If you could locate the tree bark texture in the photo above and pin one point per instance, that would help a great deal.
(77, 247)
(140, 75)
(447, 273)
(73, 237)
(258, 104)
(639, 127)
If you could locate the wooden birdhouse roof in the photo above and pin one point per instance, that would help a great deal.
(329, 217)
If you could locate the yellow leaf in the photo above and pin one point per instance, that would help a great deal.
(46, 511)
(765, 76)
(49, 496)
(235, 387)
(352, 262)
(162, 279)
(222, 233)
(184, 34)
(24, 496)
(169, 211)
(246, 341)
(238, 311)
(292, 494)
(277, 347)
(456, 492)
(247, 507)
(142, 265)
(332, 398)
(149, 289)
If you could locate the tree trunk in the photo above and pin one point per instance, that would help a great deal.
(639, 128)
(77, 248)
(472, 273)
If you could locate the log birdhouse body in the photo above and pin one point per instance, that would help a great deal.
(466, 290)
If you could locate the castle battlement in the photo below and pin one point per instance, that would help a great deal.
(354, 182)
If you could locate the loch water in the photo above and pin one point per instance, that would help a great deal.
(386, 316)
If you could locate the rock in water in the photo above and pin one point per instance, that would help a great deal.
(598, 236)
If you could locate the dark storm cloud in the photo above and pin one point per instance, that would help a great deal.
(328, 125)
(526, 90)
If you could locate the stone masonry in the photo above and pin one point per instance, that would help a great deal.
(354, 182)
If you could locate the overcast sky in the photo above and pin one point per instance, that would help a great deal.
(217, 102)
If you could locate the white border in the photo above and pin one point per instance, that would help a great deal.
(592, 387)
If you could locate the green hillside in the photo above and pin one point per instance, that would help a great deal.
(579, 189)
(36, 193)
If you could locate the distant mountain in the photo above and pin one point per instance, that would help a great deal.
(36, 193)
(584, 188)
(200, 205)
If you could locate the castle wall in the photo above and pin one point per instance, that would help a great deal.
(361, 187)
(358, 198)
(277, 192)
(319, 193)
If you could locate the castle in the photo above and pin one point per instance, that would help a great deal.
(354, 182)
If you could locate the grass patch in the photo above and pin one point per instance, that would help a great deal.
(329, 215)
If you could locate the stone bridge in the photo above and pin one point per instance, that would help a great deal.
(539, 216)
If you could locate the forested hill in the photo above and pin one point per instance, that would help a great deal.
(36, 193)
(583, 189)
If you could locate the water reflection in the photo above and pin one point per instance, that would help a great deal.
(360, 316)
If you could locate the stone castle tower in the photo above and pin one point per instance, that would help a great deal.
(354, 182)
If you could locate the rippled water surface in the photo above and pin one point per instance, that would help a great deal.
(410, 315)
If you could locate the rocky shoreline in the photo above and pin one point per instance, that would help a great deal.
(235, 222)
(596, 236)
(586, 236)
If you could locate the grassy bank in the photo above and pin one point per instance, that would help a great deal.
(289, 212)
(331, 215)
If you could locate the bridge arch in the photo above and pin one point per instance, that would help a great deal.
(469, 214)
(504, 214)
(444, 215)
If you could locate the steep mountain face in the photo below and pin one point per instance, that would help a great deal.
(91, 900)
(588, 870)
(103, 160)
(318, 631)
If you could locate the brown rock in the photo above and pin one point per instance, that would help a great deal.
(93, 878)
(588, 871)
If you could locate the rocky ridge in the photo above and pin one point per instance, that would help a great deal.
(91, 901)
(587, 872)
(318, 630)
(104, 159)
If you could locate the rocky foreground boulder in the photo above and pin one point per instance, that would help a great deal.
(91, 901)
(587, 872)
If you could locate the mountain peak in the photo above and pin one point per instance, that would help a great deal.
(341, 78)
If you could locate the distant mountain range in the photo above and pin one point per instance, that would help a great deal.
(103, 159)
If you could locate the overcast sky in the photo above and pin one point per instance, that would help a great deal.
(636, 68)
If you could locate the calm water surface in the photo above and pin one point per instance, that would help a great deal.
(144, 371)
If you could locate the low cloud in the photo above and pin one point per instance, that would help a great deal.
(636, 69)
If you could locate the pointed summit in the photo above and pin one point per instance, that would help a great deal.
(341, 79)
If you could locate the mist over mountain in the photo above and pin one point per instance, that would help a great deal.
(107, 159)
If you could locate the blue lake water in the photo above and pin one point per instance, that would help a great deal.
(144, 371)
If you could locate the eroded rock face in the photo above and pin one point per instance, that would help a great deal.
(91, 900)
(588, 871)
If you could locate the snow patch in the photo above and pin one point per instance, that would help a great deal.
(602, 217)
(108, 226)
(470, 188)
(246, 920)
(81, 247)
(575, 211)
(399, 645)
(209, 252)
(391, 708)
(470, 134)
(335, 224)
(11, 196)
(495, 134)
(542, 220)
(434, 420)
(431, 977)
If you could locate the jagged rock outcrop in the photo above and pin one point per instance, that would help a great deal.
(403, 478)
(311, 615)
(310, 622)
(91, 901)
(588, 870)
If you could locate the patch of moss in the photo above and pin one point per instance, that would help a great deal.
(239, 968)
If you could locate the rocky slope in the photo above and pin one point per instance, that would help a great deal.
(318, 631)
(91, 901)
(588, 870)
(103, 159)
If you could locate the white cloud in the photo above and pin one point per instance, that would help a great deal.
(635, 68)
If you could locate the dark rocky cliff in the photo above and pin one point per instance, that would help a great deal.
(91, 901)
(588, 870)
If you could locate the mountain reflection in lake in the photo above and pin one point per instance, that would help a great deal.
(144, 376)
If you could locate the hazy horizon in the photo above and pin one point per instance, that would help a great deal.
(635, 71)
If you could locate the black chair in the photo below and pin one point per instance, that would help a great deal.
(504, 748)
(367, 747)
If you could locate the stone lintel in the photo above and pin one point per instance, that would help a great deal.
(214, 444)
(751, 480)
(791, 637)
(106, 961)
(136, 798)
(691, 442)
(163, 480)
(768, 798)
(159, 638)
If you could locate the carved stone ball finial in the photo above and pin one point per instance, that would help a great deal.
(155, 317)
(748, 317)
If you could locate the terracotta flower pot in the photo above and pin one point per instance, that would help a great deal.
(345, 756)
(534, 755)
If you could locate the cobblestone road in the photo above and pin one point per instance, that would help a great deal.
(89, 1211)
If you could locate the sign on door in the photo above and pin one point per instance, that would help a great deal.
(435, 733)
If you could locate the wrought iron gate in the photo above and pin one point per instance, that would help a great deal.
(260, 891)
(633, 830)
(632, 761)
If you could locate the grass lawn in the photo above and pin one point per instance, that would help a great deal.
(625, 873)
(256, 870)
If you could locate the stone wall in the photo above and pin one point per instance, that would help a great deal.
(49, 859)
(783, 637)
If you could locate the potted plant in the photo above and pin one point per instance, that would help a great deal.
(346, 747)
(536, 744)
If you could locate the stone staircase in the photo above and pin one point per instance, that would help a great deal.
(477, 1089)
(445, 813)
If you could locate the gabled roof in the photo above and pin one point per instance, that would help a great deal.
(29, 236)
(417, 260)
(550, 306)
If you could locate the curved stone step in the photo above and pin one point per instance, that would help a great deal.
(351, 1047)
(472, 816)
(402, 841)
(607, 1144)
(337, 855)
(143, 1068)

==========

- [Problem statement] Your answer should be the data above, retyped in full and unaltered.

- [Response box]
If you could locate the tree bark texture in the photo above and pin one point per instance, that would help a great deal.
(77, 247)
(140, 75)
(447, 273)
(73, 237)
(258, 104)
(639, 127)
If you could locate the wooden birdhouse roof in the photo above and pin one point per instance, that would help a great deal.
(329, 217)
If you could locate the yellow leaf in the photo above and pin one point per instance, that would help a great deal.
(46, 511)
(765, 76)
(49, 496)
(235, 387)
(352, 262)
(162, 279)
(222, 233)
(184, 34)
(24, 496)
(169, 211)
(246, 341)
(238, 311)
(292, 494)
(277, 347)
(456, 492)
(247, 507)
(142, 265)
(332, 398)
(149, 289)
If you could locate the tree trunk in the photo above and pin one point per instance, that would help a great deal.
(639, 128)
(77, 248)
(472, 273)
If you could locate the log birdhouse body in the photo above and pin one point per instance, that would help a great deal.
(466, 290)
If you could locate the castle battlement in the photo below and pin one point per instance, that would help a great deal.
(354, 182)
If you could locate the loch water in the photo above and pin one point per instance, that would help a great deal.
(386, 316)
If you could locate the rock in water in the photo above and pin one point per instance, that would help a great deal.
(598, 236)
If you could locate the dark storm cloud in the photo above and pin one point per instance, that would help a great deal.
(328, 125)
(526, 90)
If you could locate the stone masonry in the photo above and pin one point per instance, that would help a great deal.
(354, 182)
If you could locate the overcast sky in the photo above and pin one point per instance, that would help a great deal.
(217, 102)
If you could locate the white border in the photo above and pin one point per instance, that would help a great deal.
(592, 387)
If you could locate the green hillside in the photo above and pin one point per instance, that would help a great deal.
(579, 189)
(36, 193)
If you could locate the distant mountain in the photo above and pin one point per instance, that would help a great deal.
(36, 193)
(584, 188)
(200, 205)
If you could locate the castle wall in the photo above and pin one point per instance, that would help a great deal.
(361, 187)
(358, 198)
(277, 192)
(319, 193)
If you could locate the castle in the photo above and pin one point per instance, that would help a great deal.
(354, 182)
If you could locate the grass patch in the photo above and pin one point per instance, that would help a great deal.
(329, 215)
If you could locate the stone bridge in the photo above and pin one point per instance, that would help a great deal.
(539, 216)
If you could locate the forested hill in the photo above and pin one point per instance, that would help a great deal.
(36, 193)
(583, 189)
If you could locate the water reflection in the photo above and pin one point per instance, that would help a great deal.
(360, 316)
If you could locate the stone castle tower in the photo above and pin one point per instance, that would help a great deal.
(354, 182)
If you could locate the rippled water surface in the photo above and pin one point per instance, that would help a great deal.
(410, 315)
If you could locate the rocky shoreline in the photo above and pin one point per instance, that would help a great deal.
(235, 222)
(596, 236)
(586, 236)
If you could locate the grassy bank in the photo above and pin one point per instance, that would help a great deal.
(289, 212)
(331, 215)
If you could locate the bridge arch in the photo above and pin one point per instance, that would help a great deal.
(469, 214)
(504, 214)
(444, 215)
If you could locate the steep mountain face in the photo below and pin one point per instance, that would help a great deal.
(91, 900)
(588, 870)
(103, 160)
(318, 631)
If you could locate the brown rock in the photo above and pin one point per instance, that would help a great deal.
(93, 878)
(588, 871)
If you could locate the rocky ridge in the photo above and pin one point per instance, that would help a great deal.
(91, 901)
(587, 872)
(318, 630)
(104, 159)
If you could locate the rocky foreground boulder in the photo above and pin one point per instance, that would help a great deal.
(91, 901)
(587, 872)
If you could locate the mountain peak in the photo above and pin one point per instance, that would help a great deal.
(341, 78)
If you could locate the distant mountain range in the photo above and pin one point per instance, that would help a great deal.
(103, 159)
If you could locate the overcast sky in the photo above and pin one point per instance, that would help a great deal.
(636, 68)
If you could locate the calm water surface in the photo above and pin one point per instance, that would help a great deal.
(144, 371)
If you could locate the low cloud in the photo above and pin one point per instance, that would help a great deal.
(636, 69)
If you could locate the pointed summit in the photo above and pin one point per instance, that would help a great deal.
(341, 79)
If you could locate the mist over mountain in the photo above and pin one point per instance, that would help a great deal.
(107, 159)
If you could locate the blue lake water in the photo above and pin one point per instance, that would help a great deal.
(144, 371)
If you could locate the eroded rock face in the photo above and pin one point per instance, that would help a great deal.
(91, 900)
(588, 871)
If you could locate the snow patch in the photo above and pin one point per instance, that would help a great deal.
(602, 217)
(108, 226)
(470, 188)
(246, 920)
(81, 247)
(575, 211)
(399, 645)
(209, 252)
(391, 708)
(470, 134)
(335, 224)
(11, 196)
(495, 134)
(542, 220)
(434, 420)
(431, 977)
If you could locate the jagged rock outcrop in the photo above and pin one point per instance, that would help a great deal.
(403, 478)
(311, 615)
(310, 622)
(91, 901)
(588, 870)
If you could locate the patch of moss in the photo above and pin one point per instance, that would help a great deal.
(239, 968)
If you could locate the rocky slope in the photo above and pin one point per instance, that would help a great deal.
(318, 631)
(91, 901)
(588, 870)
(103, 159)
If you could locate the white cloud in the photo above and pin one point per instance, that would help a great deal.
(635, 68)
If you could locate the dark rocky cliff in the photo above and pin one point per instance, that would help a great deal.
(91, 901)
(588, 870)
If you could locate the mountain reflection in lake in the photo above and pin one point per instance, that would help a great deal.
(144, 376)
If you could locate the hazy horizon in the photo above and pin one point per instance, that would help a great deal.
(635, 71)
If you could locate the black chair in the photo below and pin one point per instance, that would help a great deal.
(504, 748)
(367, 747)
If you could locate the stone lintel in the photo above and pin one point per instance, that would help a great deal.
(214, 444)
(751, 480)
(791, 637)
(106, 961)
(136, 798)
(691, 442)
(163, 480)
(768, 798)
(159, 638)
If you could locate the carved stone ball finial in the photo above and pin one point per instance, that would help a great deal.
(155, 317)
(748, 317)
If you could locate the terracotta flower pot in the photo above and pin one point per instance, that would help a great deal.
(345, 756)
(534, 755)
If you could locate the cobblestone road in the photo above and pin one point per instance, that would help a great deal.
(89, 1211)
If you could locate the sign on door in the photo above and pin one point per instance, that would help a great deal.
(435, 733)
If you could locate the wrought iron gate in the photo above and pin one point per instance, that would help a great deal.
(260, 891)
(633, 830)
(632, 761)
If you could locate the grass lawn in the photo above and pin one point per instance, that would help a great deal.
(625, 873)
(256, 870)
If you could locate the stone wall in the photo above and pin one point per instance, that would help a great deal.
(49, 859)
(783, 637)
If you could locate the potted plant in the photo above and pin one point per instance, that would help a great deal.
(346, 747)
(536, 744)
If you could locate the stone staircase in the photo above and pin one point per instance, that would help a great deal.
(477, 1089)
(445, 813)
If you could locate the gabled roof in the photo above and pin one point per instance, that would help a great deal.
(29, 236)
(417, 260)
(550, 306)
If you could locate the curved stone step in the photo above and pin one point per instance, that would help a great deal.
(351, 1047)
(472, 816)
(402, 841)
(607, 1144)
(337, 855)
(143, 1068)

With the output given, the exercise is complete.